◆ PROBLEM DETAILS ◆
Report each line of the data that includes the word "officer".

[Dataset entries]
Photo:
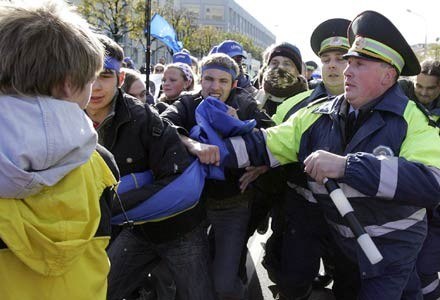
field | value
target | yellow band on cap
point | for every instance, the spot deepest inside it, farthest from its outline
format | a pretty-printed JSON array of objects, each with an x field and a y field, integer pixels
[
  {"x": 334, "y": 42},
  {"x": 378, "y": 50}
]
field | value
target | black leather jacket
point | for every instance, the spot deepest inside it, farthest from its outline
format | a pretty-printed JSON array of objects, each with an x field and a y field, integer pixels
[{"x": 140, "y": 141}]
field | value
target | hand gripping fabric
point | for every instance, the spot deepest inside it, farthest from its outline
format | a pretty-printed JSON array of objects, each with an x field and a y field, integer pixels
[{"x": 214, "y": 124}]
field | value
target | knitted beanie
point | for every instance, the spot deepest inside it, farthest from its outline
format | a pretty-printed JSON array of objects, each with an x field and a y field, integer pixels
[{"x": 287, "y": 50}]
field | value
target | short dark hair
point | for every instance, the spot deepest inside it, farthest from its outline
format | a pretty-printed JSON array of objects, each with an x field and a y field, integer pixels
[
  {"x": 112, "y": 48},
  {"x": 431, "y": 67}
]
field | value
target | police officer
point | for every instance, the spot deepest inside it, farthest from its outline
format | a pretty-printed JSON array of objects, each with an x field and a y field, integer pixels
[
  {"x": 425, "y": 90},
  {"x": 305, "y": 237},
  {"x": 387, "y": 160}
]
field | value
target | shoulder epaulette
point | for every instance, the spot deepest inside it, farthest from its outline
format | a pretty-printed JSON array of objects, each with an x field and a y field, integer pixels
[
  {"x": 426, "y": 112},
  {"x": 320, "y": 100}
]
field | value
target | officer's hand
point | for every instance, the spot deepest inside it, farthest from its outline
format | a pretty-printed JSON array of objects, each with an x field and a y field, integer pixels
[
  {"x": 250, "y": 175},
  {"x": 207, "y": 154},
  {"x": 321, "y": 164},
  {"x": 232, "y": 112}
]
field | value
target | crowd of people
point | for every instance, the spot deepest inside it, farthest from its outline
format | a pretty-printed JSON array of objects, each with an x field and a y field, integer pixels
[{"x": 110, "y": 190}]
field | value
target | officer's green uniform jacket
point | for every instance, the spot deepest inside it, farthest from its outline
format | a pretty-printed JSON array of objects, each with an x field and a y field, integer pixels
[{"x": 392, "y": 170}]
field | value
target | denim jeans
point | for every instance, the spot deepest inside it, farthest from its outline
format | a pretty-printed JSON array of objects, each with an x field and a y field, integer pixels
[
  {"x": 230, "y": 233},
  {"x": 187, "y": 258}
]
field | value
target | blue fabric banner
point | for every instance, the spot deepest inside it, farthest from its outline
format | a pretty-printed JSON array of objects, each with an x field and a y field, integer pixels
[{"x": 164, "y": 32}]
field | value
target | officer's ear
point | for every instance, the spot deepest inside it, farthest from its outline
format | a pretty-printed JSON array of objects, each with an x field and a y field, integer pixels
[
  {"x": 121, "y": 78},
  {"x": 390, "y": 75},
  {"x": 234, "y": 84}
]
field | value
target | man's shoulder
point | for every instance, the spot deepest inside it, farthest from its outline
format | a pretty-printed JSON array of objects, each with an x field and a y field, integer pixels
[
  {"x": 109, "y": 159},
  {"x": 242, "y": 95}
]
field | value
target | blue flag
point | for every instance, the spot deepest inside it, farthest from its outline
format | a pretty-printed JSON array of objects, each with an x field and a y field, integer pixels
[{"x": 164, "y": 32}]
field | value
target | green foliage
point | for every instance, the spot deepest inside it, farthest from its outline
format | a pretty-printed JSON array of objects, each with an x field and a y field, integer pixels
[
  {"x": 118, "y": 17},
  {"x": 122, "y": 17}
]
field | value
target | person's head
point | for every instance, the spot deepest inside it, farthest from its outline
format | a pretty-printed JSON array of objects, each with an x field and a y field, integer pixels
[
  {"x": 110, "y": 78},
  {"x": 378, "y": 55},
  {"x": 195, "y": 65},
  {"x": 47, "y": 50},
  {"x": 310, "y": 66},
  {"x": 134, "y": 84},
  {"x": 158, "y": 68},
  {"x": 182, "y": 57},
  {"x": 329, "y": 42},
  {"x": 427, "y": 83},
  {"x": 285, "y": 56},
  {"x": 129, "y": 63},
  {"x": 233, "y": 49},
  {"x": 213, "y": 50},
  {"x": 219, "y": 74},
  {"x": 282, "y": 71},
  {"x": 178, "y": 77}
]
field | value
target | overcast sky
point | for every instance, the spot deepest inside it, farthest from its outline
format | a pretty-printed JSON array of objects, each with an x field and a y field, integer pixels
[{"x": 294, "y": 21}]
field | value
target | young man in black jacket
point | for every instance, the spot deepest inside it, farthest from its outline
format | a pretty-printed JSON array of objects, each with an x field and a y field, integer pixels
[
  {"x": 228, "y": 210},
  {"x": 140, "y": 141}
]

◆ RESPONSE ◆
target | police officer
target | officer's hand
target | officer's green uniform jacket
target | officer's ear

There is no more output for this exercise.